In the current study by Bumbacea et al. 12, the rate of atopy is very high in both severe asthma groups and this is intriguing. Atopy is a risk factor for asthma and continuous allergen exposure may cause severe disease. Conversely, there are studies showing that adult-onset non-allergic asthma progresses more rapidly to severe remodelling 19 and the ENFUMOSA study results showed that severe asthma is associated with lower prevalence of atopy, as well as family history of asthma, than mild disease 4. Nevertheless, these are not epidemiological studies and therefore no safe conclusions about atopy prevalence can be drawn.

A striking feature in this study by Bumbacea et al. 12 is the extremely high dose of inhaled steroids (ICS). The mean dose of ICS was 3,400 µg and 25% of patients used doses >3,800 µg. There is no doubt that ICS are the most potent anti-inflammatory drugs available and, in severe asthma, high doses of inhaled steroids are indeed recommended. However, in most studies published so far, a mean dose of usually <2,000 µg is used. As summarised in a recent review 25, many studies show that the dose-response curve of ICS plateaus. The response varies and may be flatter with regards to peak expiratory flow, while steeper curves are found for markers such as symptom control or the use of β‐agonists. Nevertheless, most published dose-response studies use low doses, and few examine doses of 1,500–2,000 µg. There may be a benefit from the daily use of 3,500 µg of ICS but this has not really been tested. As the dose response for systematic effects of ICS does not plateau and side-effects are more pronounced with increasing doses, the use of ICS needs to be rationalised, especially above 2,000 µg, and it needs to be ascertained whether there is indeed a benefit from their use. The importance of testing what is believed to be true and embraced in clinical practice was recently highlighted in a placebo-controlled, double-blind study that tested the effect of doubling the dose of inhaled steroids for exacerbation prevention 26. This is common practice and most of us urge our patients to double their ICS dose at signs of an exacerbation. The Lancet study, however, showed that the addition of the higher ICS dose at first signs of an exacerbation is not different from placebo in the prevention of exacerbations 26.

» **WORK REQUEST**: Continue the passage on severe asthma and inhaled steroid doses, picking up after its last sentence. The records are separate material with no connection to the passage on severe asthma.

[Stored data]
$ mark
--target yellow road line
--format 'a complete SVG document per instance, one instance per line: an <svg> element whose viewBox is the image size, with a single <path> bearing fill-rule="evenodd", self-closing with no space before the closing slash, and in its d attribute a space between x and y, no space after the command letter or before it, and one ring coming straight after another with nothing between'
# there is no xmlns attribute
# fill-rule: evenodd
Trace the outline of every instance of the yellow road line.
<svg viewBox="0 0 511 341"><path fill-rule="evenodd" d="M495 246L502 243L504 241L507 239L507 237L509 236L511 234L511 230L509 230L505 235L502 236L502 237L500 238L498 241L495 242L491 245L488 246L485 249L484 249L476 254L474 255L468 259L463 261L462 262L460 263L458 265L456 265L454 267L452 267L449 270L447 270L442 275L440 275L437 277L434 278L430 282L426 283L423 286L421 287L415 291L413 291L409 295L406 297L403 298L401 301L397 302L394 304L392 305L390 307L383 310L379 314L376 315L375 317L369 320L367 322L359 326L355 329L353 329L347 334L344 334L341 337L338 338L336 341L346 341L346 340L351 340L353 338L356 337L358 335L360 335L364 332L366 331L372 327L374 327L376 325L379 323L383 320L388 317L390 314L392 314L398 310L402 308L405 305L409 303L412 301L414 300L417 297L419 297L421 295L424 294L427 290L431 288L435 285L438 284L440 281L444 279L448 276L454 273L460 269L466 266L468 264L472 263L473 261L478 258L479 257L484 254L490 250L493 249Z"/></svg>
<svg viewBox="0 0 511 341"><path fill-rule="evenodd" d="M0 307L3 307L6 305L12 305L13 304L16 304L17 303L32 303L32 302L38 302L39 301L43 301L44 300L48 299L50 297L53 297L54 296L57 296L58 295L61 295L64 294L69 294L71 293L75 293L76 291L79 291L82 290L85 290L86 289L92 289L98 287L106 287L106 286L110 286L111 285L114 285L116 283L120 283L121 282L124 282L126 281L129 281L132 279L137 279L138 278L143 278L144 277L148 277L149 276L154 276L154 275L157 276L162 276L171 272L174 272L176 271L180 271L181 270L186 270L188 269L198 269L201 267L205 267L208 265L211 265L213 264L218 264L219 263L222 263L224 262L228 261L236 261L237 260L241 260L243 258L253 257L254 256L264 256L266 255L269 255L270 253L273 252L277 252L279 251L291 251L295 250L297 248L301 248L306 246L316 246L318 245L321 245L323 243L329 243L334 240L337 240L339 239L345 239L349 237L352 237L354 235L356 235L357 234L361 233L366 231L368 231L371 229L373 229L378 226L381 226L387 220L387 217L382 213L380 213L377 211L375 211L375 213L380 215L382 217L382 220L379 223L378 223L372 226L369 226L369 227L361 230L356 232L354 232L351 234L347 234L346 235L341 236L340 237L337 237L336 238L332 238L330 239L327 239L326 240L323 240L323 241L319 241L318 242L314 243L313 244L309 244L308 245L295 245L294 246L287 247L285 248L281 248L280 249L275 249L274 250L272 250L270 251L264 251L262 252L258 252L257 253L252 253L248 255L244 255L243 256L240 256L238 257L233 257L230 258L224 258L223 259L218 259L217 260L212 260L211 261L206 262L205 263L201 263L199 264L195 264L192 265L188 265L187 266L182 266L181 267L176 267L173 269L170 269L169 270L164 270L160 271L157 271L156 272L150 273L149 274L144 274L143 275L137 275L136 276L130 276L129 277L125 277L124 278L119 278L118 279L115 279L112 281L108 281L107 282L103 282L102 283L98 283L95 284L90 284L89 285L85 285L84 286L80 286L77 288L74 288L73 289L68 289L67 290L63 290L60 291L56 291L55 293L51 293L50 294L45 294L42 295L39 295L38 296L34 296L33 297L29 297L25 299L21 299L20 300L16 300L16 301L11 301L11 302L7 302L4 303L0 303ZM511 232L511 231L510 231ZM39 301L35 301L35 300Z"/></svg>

» **EXERCISE RESPONSE**:
The issue of severe asthma and fixed obstruction is still open. The study by Bumbacea et al. 12 used well-defined patient groups and examined various factors associated with irreversible obstruction. The results support a link between inflammation, remodelling and irreversible obstruction. They could have examined correlations across the spectrum of severity in their cohort but their approach gives a clearer first impression. However, the study has the limitations of a cross-sectional study. In order to untangle the mechanisms, predict disease outcome and design better therapeutic strategies, large, prospective, long-term studies are needed, with well characterised patients and control groups, and which include clinical, pathological, physiological and genetic measurements. In the mean time, the assessment and management of patients with severe refractory asthma should ideally be undertaken in an asthma centre with extensive expertise in evaluating and treating these patients. The majority of patients will benefit from a systematic evaluation, treatment of aggravating factors and meticulous tailoring of medication to their individual requirements. Nevertheless, the efficacy of all strategies needs to be constantly tested and the long-term outcome is still uncertain, in particular with respect to airway remodelling and decline in lung function.